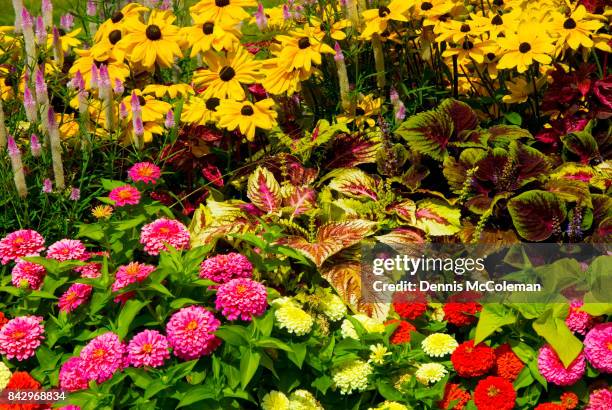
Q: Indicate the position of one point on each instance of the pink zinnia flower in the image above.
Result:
(102, 357)
(223, 268)
(190, 332)
(72, 377)
(24, 242)
(598, 347)
(28, 274)
(148, 348)
(577, 320)
(160, 232)
(146, 172)
(600, 400)
(21, 336)
(74, 297)
(241, 298)
(125, 195)
(68, 249)
(552, 369)
(92, 270)
(131, 273)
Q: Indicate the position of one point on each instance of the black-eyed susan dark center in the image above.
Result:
(524, 47)
(383, 11)
(212, 104)
(247, 110)
(153, 32)
(303, 43)
(497, 20)
(114, 36)
(227, 73)
(207, 28)
(117, 17)
(569, 24)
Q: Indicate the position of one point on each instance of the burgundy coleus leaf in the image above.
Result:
(350, 150)
(354, 183)
(331, 239)
(212, 174)
(264, 190)
(537, 215)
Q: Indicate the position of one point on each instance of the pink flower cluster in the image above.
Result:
(28, 274)
(75, 296)
(21, 336)
(577, 320)
(125, 195)
(67, 250)
(25, 242)
(598, 347)
(148, 348)
(161, 232)
(241, 298)
(146, 172)
(223, 268)
(191, 332)
(551, 367)
(131, 273)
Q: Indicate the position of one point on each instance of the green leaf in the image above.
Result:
(249, 362)
(127, 315)
(551, 326)
(492, 317)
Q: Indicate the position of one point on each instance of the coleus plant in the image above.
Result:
(438, 176)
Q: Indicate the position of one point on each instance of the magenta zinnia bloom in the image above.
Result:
(24, 242)
(74, 297)
(223, 268)
(102, 357)
(600, 400)
(146, 172)
(125, 195)
(160, 232)
(21, 336)
(577, 320)
(190, 332)
(72, 377)
(598, 347)
(27, 274)
(68, 249)
(241, 298)
(131, 273)
(148, 348)
(552, 369)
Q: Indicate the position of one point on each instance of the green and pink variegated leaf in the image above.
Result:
(462, 115)
(437, 218)
(331, 239)
(428, 133)
(264, 190)
(536, 215)
(354, 183)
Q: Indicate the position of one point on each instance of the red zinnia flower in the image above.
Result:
(453, 393)
(508, 365)
(21, 381)
(494, 393)
(472, 361)
(461, 314)
(409, 305)
(402, 332)
(569, 400)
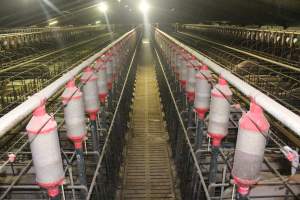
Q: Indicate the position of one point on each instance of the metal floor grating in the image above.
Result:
(148, 173)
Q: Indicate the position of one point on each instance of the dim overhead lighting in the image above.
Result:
(144, 6)
(51, 23)
(103, 7)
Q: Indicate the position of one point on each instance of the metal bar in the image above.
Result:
(16, 115)
(199, 172)
(93, 182)
(281, 113)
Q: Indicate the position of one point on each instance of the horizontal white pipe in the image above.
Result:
(281, 113)
(12, 118)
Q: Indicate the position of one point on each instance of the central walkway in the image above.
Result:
(148, 173)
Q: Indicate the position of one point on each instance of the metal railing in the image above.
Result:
(192, 183)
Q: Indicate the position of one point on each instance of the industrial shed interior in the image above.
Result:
(149, 99)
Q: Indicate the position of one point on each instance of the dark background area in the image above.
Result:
(16, 13)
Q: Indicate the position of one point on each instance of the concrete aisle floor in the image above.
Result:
(147, 173)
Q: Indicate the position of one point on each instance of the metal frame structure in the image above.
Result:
(276, 41)
(194, 171)
(101, 165)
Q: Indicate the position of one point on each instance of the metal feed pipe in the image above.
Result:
(281, 113)
(12, 118)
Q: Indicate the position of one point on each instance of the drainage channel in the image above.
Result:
(148, 171)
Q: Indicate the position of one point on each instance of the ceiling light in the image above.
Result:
(144, 6)
(103, 7)
(51, 23)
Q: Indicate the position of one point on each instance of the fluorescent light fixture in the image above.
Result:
(144, 6)
(103, 7)
(51, 23)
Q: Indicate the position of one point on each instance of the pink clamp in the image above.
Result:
(12, 157)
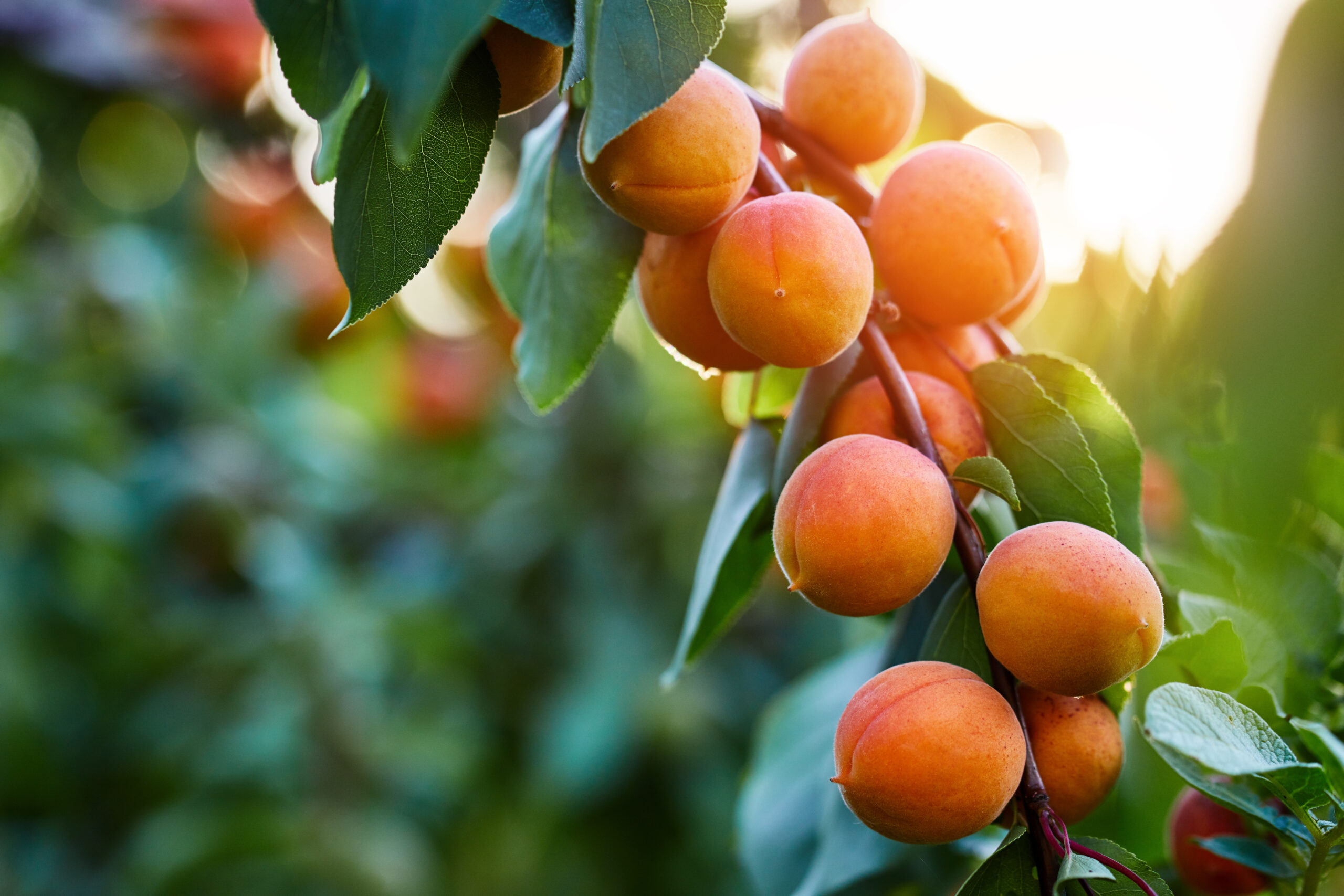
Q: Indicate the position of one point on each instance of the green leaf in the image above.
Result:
(811, 405)
(736, 549)
(327, 157)
(1218, 733)
(316, 51)
(561, 261)
(1121, 884)
(392, 219)
(1253, 853)
(847, 852)
(1211, 657)
(954, 635)
(1078, 867)
(1110, 437)
(779, 387)
(551, 20)
(991, 475)
(1230, 794)
(637, 56)
(1265, 655)
(1326, 747)
(1009, 872)
(786, 785)
(413, 49)
(1042, 446)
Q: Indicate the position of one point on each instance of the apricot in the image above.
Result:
(954, 234)
(854, 88)
(1194, 815)
(1067, 609)
(529, 68)
(953, 422)
(927, 753)
(687, 163)
(928, 352)
(1078, 749)
(863, 525)
(791, 279)
(675, 294)
(799, 178)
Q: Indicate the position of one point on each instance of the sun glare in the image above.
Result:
(1158, 102)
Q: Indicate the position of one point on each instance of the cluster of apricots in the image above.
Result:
(733, 280)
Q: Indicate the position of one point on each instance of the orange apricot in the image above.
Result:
(1193, 816)
(803, 181)
(791, 279)
(863, 525)
(687, 163)
(675, 294)
(954, 234)
(854, 88)
(945, 352)
(1077, 746)
(529, 68)
(927, 753)
(953, 422)
(1067, 609)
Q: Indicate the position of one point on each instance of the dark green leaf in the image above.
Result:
(413, 49)
(736, 549)
(1251, 852)
(1110, 438)
(392, 219)
(637, 56)
(1211, 657)
(991, 475)
(316, 51)
(1009, 872)
(1265, 656)
(819, 388)
(954, 635)
(786, 785)
(562, 262)
(1078, 867)
(551, 20)
(1221, 734)
(847, 852)
(1326, 747)
(1235, 797)
(327, 157)
(1120, 883)
(1042, 446)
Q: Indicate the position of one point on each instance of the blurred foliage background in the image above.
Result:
(291, 616)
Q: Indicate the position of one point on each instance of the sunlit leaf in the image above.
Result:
(736, 549)
(390, 218)
(561, 261)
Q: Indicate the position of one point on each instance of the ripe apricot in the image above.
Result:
(927, 753)
(953, 422)
(863, 525)
(791, 279)
(687, 163)
(1077, 746)
(675, 294)
(803, 181)
(954, 234)
(1067, 609)
(854, 88)
(928, 351)
(1194, 815)
(529, 68)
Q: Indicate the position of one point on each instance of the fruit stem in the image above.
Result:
(820, 160)
(971, 550)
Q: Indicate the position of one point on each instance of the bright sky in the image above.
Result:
(1158, 102)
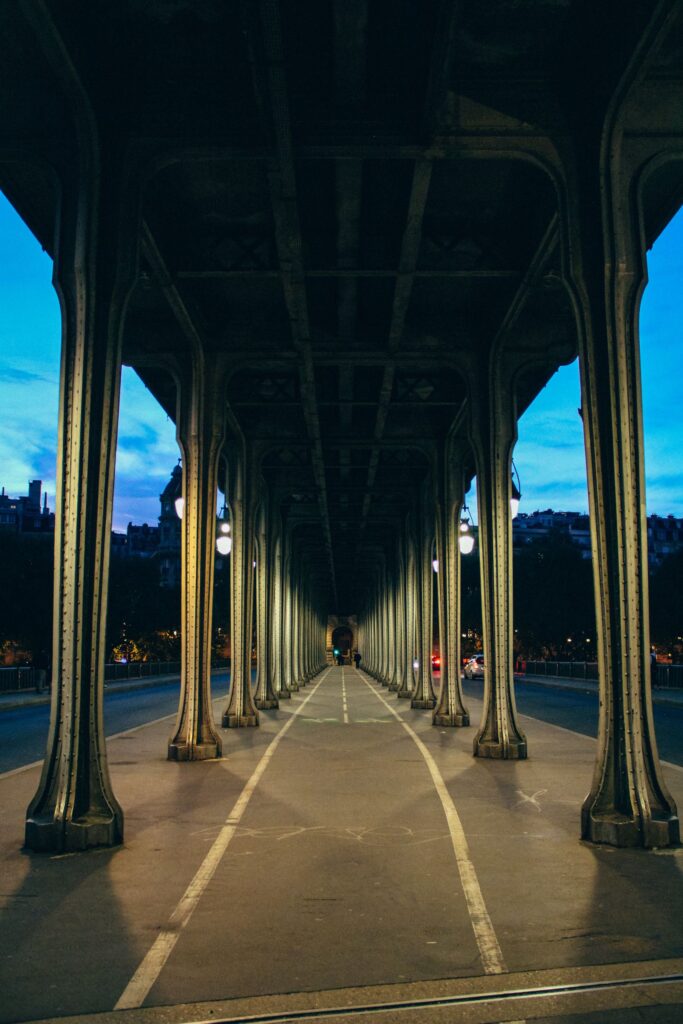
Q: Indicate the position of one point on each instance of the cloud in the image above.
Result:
(13, 375)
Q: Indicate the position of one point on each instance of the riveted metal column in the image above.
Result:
(392, 679)
(241, 711)
(264, 696)
(276, 610)
(493, 436)
(629, 803)
(408, 682)
(288, 619)
(423, 696)
(385, 640)
(394, 682)
(201, 432)
(401, 670)
(95, 263)
(450, 708)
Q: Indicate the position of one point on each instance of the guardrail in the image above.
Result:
(664, 676)
(24, 678)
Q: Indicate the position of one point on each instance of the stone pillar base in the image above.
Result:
(451, 720)
(619, 830)
(239, 721)
(195, 752)
(48, 836)
(266, 704)
(513, 751)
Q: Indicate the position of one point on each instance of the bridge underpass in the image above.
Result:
(345, 245)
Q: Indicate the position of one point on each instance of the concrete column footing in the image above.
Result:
(500, 752)
(452, 720)
(239, 721)
(194, 752)
(48, 836)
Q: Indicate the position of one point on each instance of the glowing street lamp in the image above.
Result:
(466, 539)
(224, 541)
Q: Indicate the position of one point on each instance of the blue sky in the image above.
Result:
(549, 454)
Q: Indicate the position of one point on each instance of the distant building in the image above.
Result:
(25, 514)
(137, 542)
(665, 536)
(169, 531)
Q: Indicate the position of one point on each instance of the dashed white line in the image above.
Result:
(489, 950)
(136, 990)
(344, 702)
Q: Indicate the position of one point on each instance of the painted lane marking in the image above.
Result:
(344, 704)
(489, 950)
(137, 988)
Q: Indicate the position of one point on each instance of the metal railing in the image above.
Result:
(663, 675)
(24, 678)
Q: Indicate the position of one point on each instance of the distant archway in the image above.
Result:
(342, 639)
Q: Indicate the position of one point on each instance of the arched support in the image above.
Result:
(201, 431)
(629, 803)
(423, 695)
(264, 697)
(241, 711)
(95, 266)
(493, 433)
(407, 683)
(450, 709)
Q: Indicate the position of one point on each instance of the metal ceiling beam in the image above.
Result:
(270, 86)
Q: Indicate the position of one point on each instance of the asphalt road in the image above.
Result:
(24, 731)
(578, 710)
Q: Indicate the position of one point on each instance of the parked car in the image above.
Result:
(474, 668)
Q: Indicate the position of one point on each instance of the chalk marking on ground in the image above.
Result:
(137, 988)
(489, 950)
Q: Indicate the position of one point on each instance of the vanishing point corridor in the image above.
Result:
(349, 850)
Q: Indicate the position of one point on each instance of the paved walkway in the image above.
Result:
(345, 854)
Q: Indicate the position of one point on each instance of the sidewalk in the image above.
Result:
(659, 695)
(345, 854)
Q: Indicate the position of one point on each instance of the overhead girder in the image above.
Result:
(384, 243)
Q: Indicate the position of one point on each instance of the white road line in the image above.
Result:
(344, 705)
(489, 950)
(137, 988)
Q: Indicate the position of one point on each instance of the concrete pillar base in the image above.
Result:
(239, 721)
(266, 704)
(451, 720)
(194, 752)
(511, 751)
(48, 836)
(619, 830)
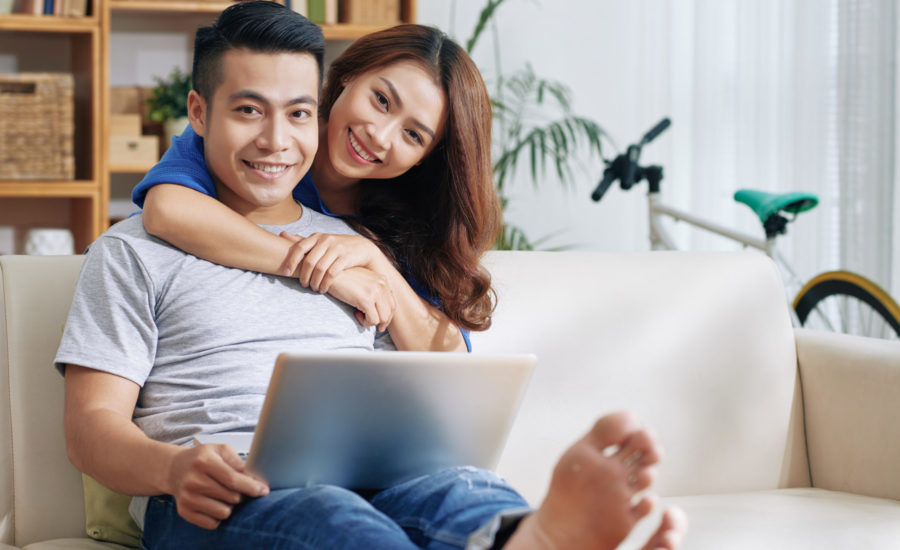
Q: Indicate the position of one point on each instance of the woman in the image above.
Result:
(421, 190)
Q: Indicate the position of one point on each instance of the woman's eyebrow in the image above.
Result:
(396, 97)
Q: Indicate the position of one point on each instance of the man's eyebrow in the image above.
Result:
(399, 102)
(248, 94)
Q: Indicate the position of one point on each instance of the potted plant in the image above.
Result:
(168, 102)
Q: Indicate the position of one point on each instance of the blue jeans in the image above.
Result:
(437, 511)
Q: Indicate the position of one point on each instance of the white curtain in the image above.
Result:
(788, 95)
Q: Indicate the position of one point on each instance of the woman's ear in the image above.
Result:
(197, 112)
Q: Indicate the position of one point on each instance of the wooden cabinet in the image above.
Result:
(79, 204)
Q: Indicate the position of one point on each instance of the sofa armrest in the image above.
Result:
(852, 413)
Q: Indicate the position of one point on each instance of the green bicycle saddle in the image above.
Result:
(765, 204)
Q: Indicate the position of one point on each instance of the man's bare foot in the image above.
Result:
(593, 501)
(671, 530)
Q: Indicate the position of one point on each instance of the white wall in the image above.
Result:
(614, 55)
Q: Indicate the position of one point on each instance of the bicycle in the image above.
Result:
(839, 301)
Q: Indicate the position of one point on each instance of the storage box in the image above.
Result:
(370, 12)
(37, 126)
(125, 125)
(133, 151)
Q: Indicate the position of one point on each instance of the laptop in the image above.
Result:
(368, 421)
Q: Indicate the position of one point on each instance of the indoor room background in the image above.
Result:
(778, 95)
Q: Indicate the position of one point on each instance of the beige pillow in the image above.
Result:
(106, 515)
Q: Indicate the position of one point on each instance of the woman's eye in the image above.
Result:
(381, 99)
(413, 135)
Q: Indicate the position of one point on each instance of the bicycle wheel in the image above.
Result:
(841, 301)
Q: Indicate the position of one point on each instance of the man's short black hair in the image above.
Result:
(257, 26)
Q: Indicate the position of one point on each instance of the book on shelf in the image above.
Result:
(315, 11)
(322, 11)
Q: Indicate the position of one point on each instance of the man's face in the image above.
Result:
(260, 131)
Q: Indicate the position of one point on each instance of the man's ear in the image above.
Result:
(197, 111)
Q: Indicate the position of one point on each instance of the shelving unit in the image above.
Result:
(80, 204)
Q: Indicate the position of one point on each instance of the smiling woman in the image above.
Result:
(404, 155)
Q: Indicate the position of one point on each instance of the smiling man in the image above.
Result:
(160, 346)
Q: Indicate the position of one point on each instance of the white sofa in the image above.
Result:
(774, 438)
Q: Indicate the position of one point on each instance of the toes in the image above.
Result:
(640, 449)
(613, 430)
(671, 531)
(641, 479)
(644, 506)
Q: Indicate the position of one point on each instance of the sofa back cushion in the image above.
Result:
(698, 345)
(41, 490)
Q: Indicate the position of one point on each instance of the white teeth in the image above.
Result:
(359, 150)
(269, 168)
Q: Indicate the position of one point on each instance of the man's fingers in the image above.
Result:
(203, 511)
(233, 479)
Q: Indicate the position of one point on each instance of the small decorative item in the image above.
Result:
(168, 102)
(49, 242)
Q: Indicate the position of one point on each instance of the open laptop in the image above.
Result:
(368, 420)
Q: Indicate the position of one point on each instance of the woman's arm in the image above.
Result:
(417, 325)
(206, 228)
(199, 224)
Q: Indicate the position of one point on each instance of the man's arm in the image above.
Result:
(103, 442)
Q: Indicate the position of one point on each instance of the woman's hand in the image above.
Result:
(369, 293)
(318, 259)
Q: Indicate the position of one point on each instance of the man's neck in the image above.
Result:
(285, 212)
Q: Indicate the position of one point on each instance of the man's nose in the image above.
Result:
(274, 135)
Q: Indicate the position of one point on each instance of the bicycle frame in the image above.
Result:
(661, 240)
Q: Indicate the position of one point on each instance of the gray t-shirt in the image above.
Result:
(199, 338)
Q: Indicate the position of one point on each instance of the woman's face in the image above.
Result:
(385, 122)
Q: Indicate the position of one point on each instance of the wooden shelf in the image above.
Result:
(173, 6)
(130, 169)
(346, 31)
(48, 189)
(48, 23)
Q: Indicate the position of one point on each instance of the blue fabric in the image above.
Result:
(436, 512)
(184, 164)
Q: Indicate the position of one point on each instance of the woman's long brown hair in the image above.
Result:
(438, 218)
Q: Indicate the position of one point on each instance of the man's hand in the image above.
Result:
(207, 481)
(369, 293)
(319, 259)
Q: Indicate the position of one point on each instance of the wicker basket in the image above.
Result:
(36, 126)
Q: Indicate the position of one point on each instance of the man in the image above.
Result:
(160, 345)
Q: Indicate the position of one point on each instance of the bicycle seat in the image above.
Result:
(765, 204)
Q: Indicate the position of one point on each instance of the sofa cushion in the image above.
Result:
(106, 515)
(795, 519)
(698, 345)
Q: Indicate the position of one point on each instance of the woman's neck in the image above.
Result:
(339, 193)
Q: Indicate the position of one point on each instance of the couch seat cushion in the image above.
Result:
(74, 544)
(796, 519)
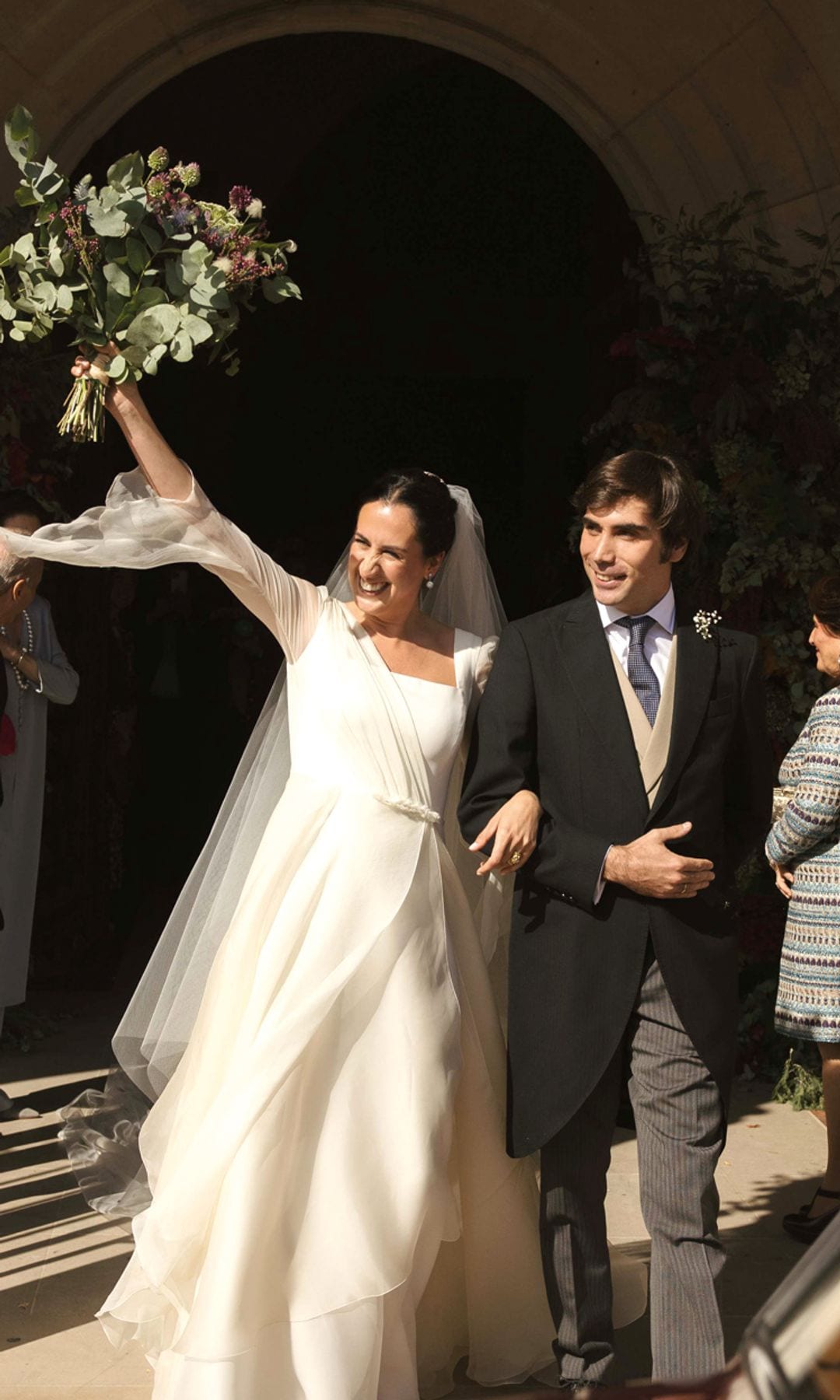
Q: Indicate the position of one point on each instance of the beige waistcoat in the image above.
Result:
(651, 744)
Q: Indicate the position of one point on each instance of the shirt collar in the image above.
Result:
(664, 612)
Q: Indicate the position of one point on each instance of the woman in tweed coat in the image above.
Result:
(804, 849)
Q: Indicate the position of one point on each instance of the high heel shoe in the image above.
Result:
(804, 1227)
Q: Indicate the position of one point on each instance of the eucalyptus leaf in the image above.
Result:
(278, 289)
(154, 327)
(152, 236)
(24, 196)
(149, 297)
(210, 290)
(118, 369)
(136, 254)
(174, 278)
(49, 181)
(45, 294)
(26, 247)
(118, 279)
(21, 138)
(196, 328)
(126, 173)
(56, 262)
(107, 223)
(115, 306)
(192, 262)
(181, 348)
(135, 356)
(135, 212)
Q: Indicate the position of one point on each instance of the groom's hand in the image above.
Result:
(649, 868)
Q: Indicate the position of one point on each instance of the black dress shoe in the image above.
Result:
(804, 1227)
(569, 1384)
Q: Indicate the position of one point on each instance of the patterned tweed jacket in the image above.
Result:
(808, 832)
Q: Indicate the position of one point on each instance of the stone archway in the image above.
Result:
(682, 104)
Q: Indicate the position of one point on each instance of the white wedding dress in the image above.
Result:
(334, 1214)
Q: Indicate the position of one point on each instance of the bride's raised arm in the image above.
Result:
(166, 474)
(160, 516)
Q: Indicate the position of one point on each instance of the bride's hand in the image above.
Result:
(513, 832)
(784, 880)
(118, 397)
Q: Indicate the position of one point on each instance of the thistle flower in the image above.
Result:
(219, 217)
(240, 198)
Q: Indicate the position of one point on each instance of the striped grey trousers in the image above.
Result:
(681, 1127)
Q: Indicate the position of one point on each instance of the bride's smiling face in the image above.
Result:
(387, 565)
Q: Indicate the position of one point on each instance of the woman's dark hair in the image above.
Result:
(427, 497)
(20, 503)
(824, 601)
(664, 483)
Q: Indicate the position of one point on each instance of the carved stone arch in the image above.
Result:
(684, 104)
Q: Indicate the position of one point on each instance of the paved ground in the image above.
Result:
(58, 1260)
###
STATED EXERCISE >>
Reproduce the lines from the one containing "jacket in the image above." to the end of the entries, keeping both ends and adding nothing.

FINAL RESULT >>
Q: Indicate the position of one point on each instance of the patterned tweed jacket in the image above.
Result:
(808, 832)
Q: Indicate the position of one point on each instance of the stone archway in the image above.
Result:
(682, 104)
Q: Indicate the position of one point on each instance of the white wedding dress in the image above.
Result:
(334, 1214)
Q: Indicate the position of one point on each instance of the bride's raised arm in the image above.
Result:
(166, 474)
(160, 516)
Q: Indicate the position of one point on each instance of the bride's hand in the image above.
Result:
(513, 832)
(784, 880)
(118, 397)
Q: Indicate the position of one point on each instance of the thistle flower in the image above.
Result:
(219, 217)
(240, 198)
Q: Indicate the position of one point on each instance of the striped grey trousers in the image above.
Result:
(681, 1127)
Q: Indicate the position of one point on each instance of the bride's smiling face in the image above.
Result:
(387, 565)
Q: Indicate the position of one point on each instance of the woman's dark hair in the image above.
Result:
(427, 497)
(20, 503)
(824, 601)
(664, 483)
Q: Indicate the position of one point on each instance of the carved stone arch in the image above.
Result:
(684, 104)
Q: Indicate the position of one point on each instance of the paved ground in the image above.
Result:
(58, 1260)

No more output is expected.